HOW TO COMPLETE THIS TASK:
Without including any pictures, write out the data below exactly.

SUPPLIED DATA:

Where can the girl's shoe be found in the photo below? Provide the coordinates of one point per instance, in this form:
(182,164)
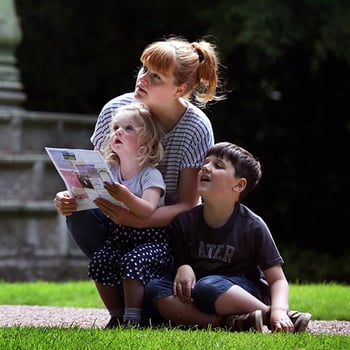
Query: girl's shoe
(300,320)
(243,322)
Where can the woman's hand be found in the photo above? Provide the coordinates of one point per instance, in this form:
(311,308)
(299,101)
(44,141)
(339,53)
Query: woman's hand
(184,282)
(65,204)
(112,211)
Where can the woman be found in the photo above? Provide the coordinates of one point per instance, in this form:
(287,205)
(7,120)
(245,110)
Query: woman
(174,72)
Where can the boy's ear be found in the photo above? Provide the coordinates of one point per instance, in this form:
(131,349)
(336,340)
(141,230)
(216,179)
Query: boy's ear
(241,185)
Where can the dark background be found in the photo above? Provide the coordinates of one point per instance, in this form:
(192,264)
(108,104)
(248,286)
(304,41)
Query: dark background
(287,69)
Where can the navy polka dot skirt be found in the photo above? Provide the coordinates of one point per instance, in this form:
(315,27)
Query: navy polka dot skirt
(129,252)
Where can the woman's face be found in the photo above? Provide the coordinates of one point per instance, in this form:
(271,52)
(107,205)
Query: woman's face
(154,89)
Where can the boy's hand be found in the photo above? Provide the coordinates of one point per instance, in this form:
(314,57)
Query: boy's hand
(184,282)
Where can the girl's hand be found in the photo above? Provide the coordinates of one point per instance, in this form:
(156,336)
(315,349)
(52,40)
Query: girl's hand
(184,282)
(65,204)
(280,321)
(116,190)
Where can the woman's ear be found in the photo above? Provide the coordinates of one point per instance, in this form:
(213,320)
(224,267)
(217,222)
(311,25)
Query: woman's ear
(240,185)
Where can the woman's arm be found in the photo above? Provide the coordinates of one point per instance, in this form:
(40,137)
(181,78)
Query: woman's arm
(187,198)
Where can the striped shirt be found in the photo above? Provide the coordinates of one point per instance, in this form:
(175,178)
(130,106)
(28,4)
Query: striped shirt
(185,146)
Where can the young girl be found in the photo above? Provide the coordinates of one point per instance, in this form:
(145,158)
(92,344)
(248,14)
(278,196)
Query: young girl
(131,257)
(174,75)
(228,268)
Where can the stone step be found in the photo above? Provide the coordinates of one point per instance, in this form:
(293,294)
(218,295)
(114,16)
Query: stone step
(28,177)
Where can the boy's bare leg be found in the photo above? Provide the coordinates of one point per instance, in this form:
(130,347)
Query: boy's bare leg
(238,301)
(178,313)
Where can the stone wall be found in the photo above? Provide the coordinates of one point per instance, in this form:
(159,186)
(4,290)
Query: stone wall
(34,241)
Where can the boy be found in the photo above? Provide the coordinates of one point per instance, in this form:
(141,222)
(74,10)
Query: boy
(228,268)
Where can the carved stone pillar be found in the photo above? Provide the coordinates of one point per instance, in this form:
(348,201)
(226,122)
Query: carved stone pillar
(11,95)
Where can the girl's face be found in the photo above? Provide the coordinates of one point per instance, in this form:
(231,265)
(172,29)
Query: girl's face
(124,136)
(154,89)
(216,178)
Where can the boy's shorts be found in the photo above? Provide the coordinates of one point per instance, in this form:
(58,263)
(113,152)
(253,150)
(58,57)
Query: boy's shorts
(206,291)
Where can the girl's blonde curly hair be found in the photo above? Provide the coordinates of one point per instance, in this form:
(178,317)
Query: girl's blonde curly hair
(149,135)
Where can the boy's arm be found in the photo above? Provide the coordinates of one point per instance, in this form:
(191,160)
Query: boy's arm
(279,289)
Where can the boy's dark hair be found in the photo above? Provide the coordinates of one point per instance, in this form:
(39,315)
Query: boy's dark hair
(245,164)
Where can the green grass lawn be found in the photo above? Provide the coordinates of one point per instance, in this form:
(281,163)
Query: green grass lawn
(324,301)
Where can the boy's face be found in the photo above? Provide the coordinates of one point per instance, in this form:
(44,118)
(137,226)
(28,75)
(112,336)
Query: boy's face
(216,178)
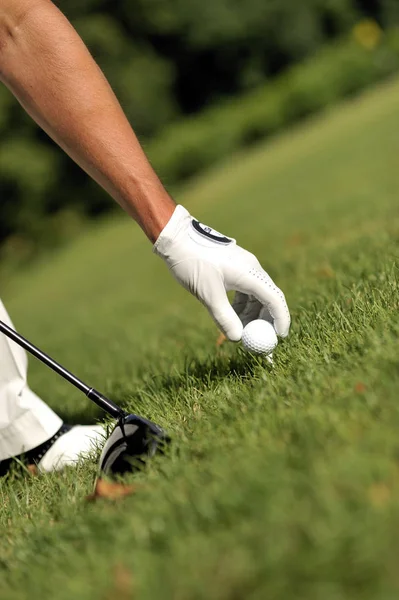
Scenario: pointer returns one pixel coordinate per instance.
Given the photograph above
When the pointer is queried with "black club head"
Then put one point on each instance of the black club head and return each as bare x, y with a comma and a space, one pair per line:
132, 441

TASK SOLUTION:
Where can the girl's shoe be found in the photo below? Provide the coordinates of one point per instance, in this form:
(182,164)
Query: girl's shoe
(300,320)
(243,322)
Where can the woman's hand be found in the photo above? Provide the coordinates of one point per instance, in this form:
(311,308)
(299,101)
(44,141)
(339,53)
Query: woman's hand
(184,282)
(65,204)
(112,211)
Where can the woman be found in the photo above? Provide the coordinates of one point per instance, in this form:
(287,205)
(7,120)
(245,110)
Query: woman
(174,72)
Where can the boy's ear be found in the photo above? Provide the coordinates of one point per instance, in this form:
(131,349)
(336,340)
(141,230)
(216,179)
Query: boy's ear
(241,185)
Where can the dark background be found in the photo above? Provide the coordinates of one point per instance, in this form:
(192,264)
(108,104)
(248,286)
(304,41)
Query: dark background
(287,69)
Where can the navy polka dot skirt be found in the photo above? Provide the coordinates of one point per instance, in this form:
(315,27)
Query: navy polka dot skirt
(129,252)
Where can the woman's face be found in the photo above? Provide the coordinates of one point per instance, in this form:
(271,52)
(107,205)
Query: woman's face
(154,89)
Where can the boy's hand be found in the photo above? Provide the coordinates of one point per instance, in this form:
(314,57)
Query: boy's hand
(184,282)
Where can the girl's hand be found in the photo above? Provide the coordinates of one point per instance, in this form:
(156,336)
(315,349)
(52,40)
Query: girl's hand
(184,282)
(65,204)
(280,321)
(116,190)
Where can the woman's ear be found in the photo above? Provide the coordinates of one point per instance, in this form:
(213,320)
(224,267)
(217,222)
(311,25)
Query: woman's ear
(240,185)
Where can the woman's arm be found in the photo above? Provide the coordinates of one point per instance, in this form:
(40,137)
(181,78)
Query: woman's arm
(187,198)
Where can the striped shirt be found in the photo above? Provide the coordinates of one point per instance, in this form:
(175,178)
(130,106)
(28,4)
Query: striped shirt
(185,146)
Where can the young girl be found in the photo above? Provide the coordinates of one point per instance, in this form:
(145,158)
(92,344)
(248,14)
(278,196)
Query: young girl
(131,257)
(174,75)
(228,268)
Where can the stone step be found in the photo above? Provide the coordinates of one point per instance, in this form:
(293,294)
(218,295)
(114,16)
Query: stone step
(28,177)
Where can the boy's bare leg be found in the photo above? Provide the coordinates of one point per instance, in this form:
(130,347)
Query: boy's bare leg
(238,301)
(178,313)
Where can the stone wall be found in the photo above? Provide the coordinates of one point per instance, in this form:
(159,186)
(4,290)
Query: stone wall
(34,241)
Where can the boy be found in the photo above? Provide the coordinates of one point per instance, in this form:
(141,222)
(74,10)
Query: boy
(228,268)
Where can the carved stone pillar be found in the photo above? Provide the coordinates of one point per instance, in this form:
(348,201)
(226,122)
Query: carved stone pillar
(11,95)
Where can the girl's face be found in the photo above? Provide the coordinates of one point per instance, in this form:
(231,265)
(172,29)
Query: girl's face
(124,136)
(154,89)
(216,178)
Where can the boy's shorts be found in the photo above? Provide the coordinates of one point per instance, in this form:
(58,263)
(113,152)
(253,150)
(58,57)
Query: boy's shorts
(206,291)
Where can the girl's blonde curly hair be found in the photo above? Provide the coordinates of one point per instance, in this form:
(178,317)
Query: girl's blonde curly hair
(149,135)
Where can the boy's arm be found in the photo above? Provide the coordinates of one point per instance, in this form:
(191,160)
Query: boy's arm
(279,289)
Where can the boy's dark hair be found in the photo above? Provide the coordinates of one point per instance, in this form:
(39,315)
Query: boy's dark hair
(245,164)
Where can the green grass lawn be found in the photo above? Provide the coordinates of one point per instance, in this form:
(281,163)
Query: green grass lawn
(324,301)
Where can the boy's face be found in the photo above? Provide the coordinates of one point per instance, in this form:
(44,118)
(137,226)
(28,75)
(112,336)
Query: boy's face
(216,178)
Scenario: pointer returns one pixel coordinate per instance.
Given the photograph above
When the pointer is queried with "black club head"
Then put one point on each instance of the black club head and return each as bare x, y with a comma and a space, one pair per line:
132, 441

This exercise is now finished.